We identified 81 regions of human extended lineage sorting for which both recombination maps support a genetic length greater than 0.025 cM (average length: 0.05 cM). Depending on the recombination map, the longest overlap between the maps is 0.12 (African-American map) or 0.17 (deCODE map) cM long, which is three to four times longer than the longest regions produced under background selection in our simulations. An additional 233 regions are longer than 0.025 cM according to only one recombination map, with 71% of those additional regions showing support for the ELS state using both recombination maps. This suggests that the variation in the candidate set mostly stems from uncertainty about recombination rates. We will refer to the set of 81 regions as the core set (Supplemental File S1) and the set including the 233 putatively selected regions found with just one recombination map as the extended set (314 regions) (Supplemental File S2).

For completeness, we also ran our model on the X Chromosome and identified 12 additional candidates (43 if we consider candidates found with at least one recombination map), applying a more stringent length cutoff of 0.035 cM to account for the stronger effects of random drift on this chromosome (Methods). Interestingly, we also found a significant increase of posterior probabilities for selection within previously reported regions under potential recurrent selective sweeps in apes (Mann-Whitney U one-sided test, P-value < 2.2 × 10⁻¹⁶) (Supplemental Table S3; Dutheil et al. 2015; Nam et al. 2015).

The detected selection candidate regions on the autosomes do not show a decrease in B-scores (McVicker et al. 2009), a local measure of background selection strength, compared with random regions (Wilcoxon rank-sum test comparing the average B-scores with permuted regions, P-value = 0.565, or comparing the lowest B-scores in our regions to permuted regions, P-value = 0.504) (Fig. 4B). This suggests that candidate regions are not primarily generated by strong background selection.

*Source information*

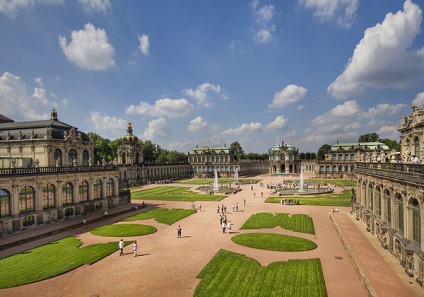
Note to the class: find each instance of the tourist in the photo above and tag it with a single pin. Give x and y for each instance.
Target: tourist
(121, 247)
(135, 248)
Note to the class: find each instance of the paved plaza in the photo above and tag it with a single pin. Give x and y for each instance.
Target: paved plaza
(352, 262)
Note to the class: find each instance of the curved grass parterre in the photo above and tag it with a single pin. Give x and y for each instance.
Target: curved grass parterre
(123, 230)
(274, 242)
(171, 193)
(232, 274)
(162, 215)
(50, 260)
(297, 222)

==

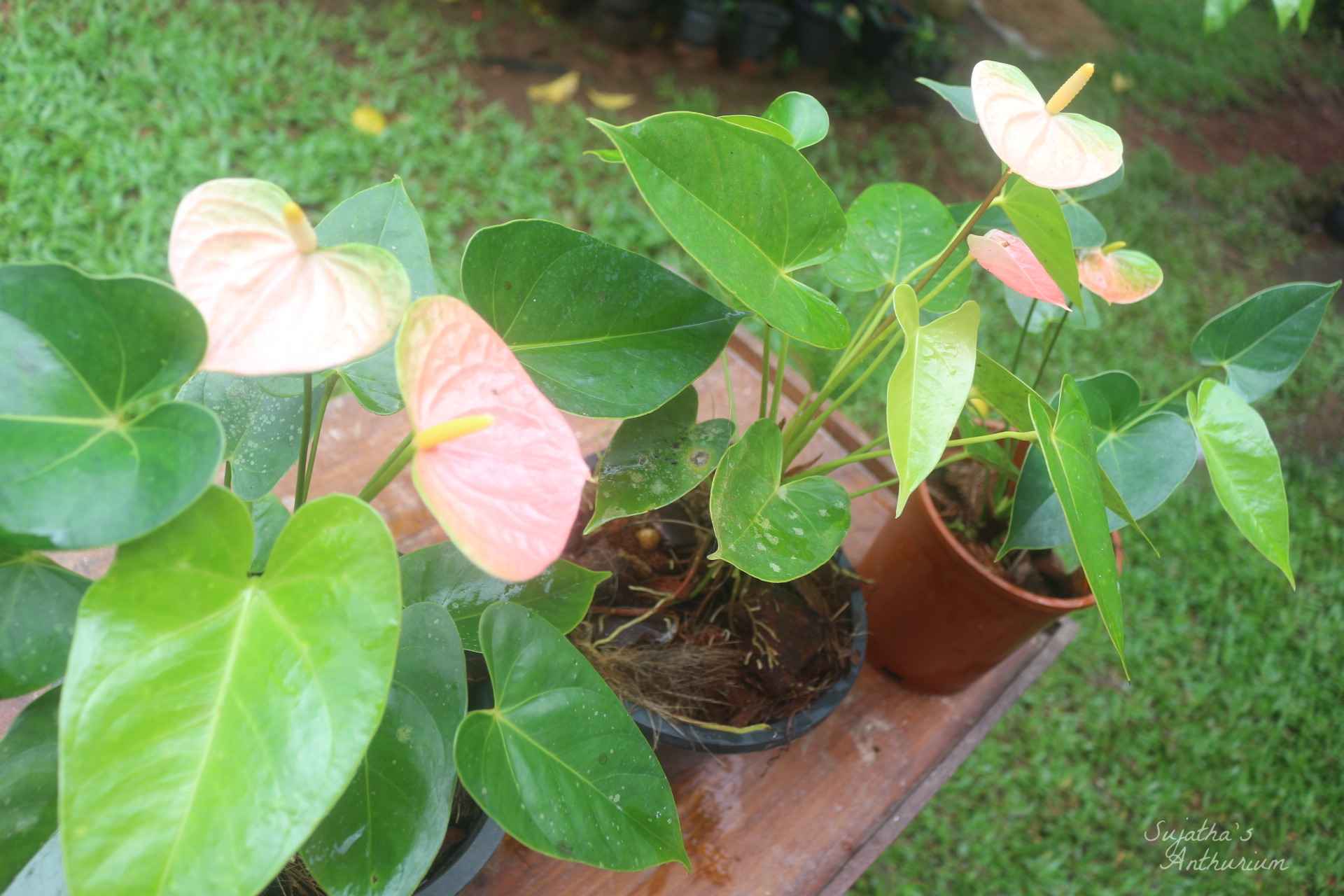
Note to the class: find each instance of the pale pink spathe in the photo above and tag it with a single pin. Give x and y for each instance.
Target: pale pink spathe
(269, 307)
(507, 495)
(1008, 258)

...

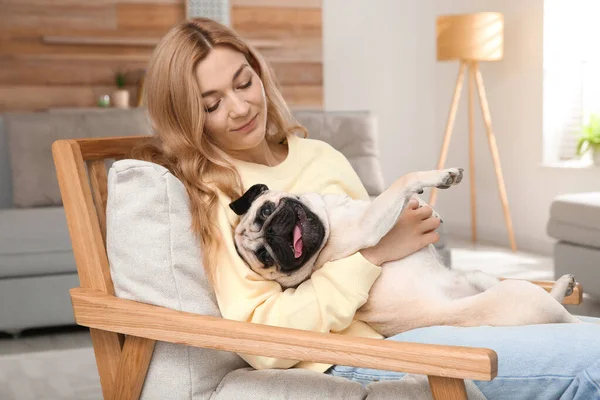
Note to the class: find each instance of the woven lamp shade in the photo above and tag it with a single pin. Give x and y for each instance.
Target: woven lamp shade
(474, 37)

*Work order 1*
In the excerpt on human extended lineage sorting, what length cutoff was applied to candidates on the X Chromosome?
*Work order 2*
Carry on the excerpt on human extended lineage sorting from the point where it stops.
The records have nothing to do with this.

*Task result 1*
0.035 cM

*Task result 2*
We compared our candidate regions to the top candidates of eight previous scans for selection, including iHS, F_ST, XP-CLR, and HKA (Pybus et al. 2014; Cagan et al. 2016). Using the estimated time to the most recent common ancestor among Africans for each identified region/site, we found that our ELS scan identified significantly older events than other screens (Mann-Whitney U tests) (Fig. 5; Supplemental Table S4). We found 23 regions from the core set (detected by both recombination maps) overlapping with candidates from previous scans and 68 for the extended set (detected by at least one recombination map); neither overlap is more than expected at random (P-values are 0.06 and 0.595, respectively). In contrast, our candidate regions overlap candidate regions from 3P-CLR (Racimo 2016) and the ABC approach for detecting ancient selection (Racimo et al. 2014) more often than expected by chance (P-values < 0.05) (Supplemental Table S5).

Figure 5.

Distributions of estimated ages of the modern human segregating derived variants with the highest frequency in putatively selected regions or the age of the derived variants at sites identified by various genome-wide scans. Our candidate regions are labeled as ELS, for Extended Lineage Sorting; other candidate regions are from Pybus et al. (2014) and Cagan et al. (2016). The color coding indicates the type of signal detected by each method. Ages were estimated by ARGweaver (Rasmussen et al. 2014). We only report events between 0 and 600 kya.

Biological functions of the candidate regions

Since positive selection acts on advantageous phenotypes that are caused by changes to functional elements in the genome, we would expect that our candidate regions would overlap functional elements in the genome more often than expected.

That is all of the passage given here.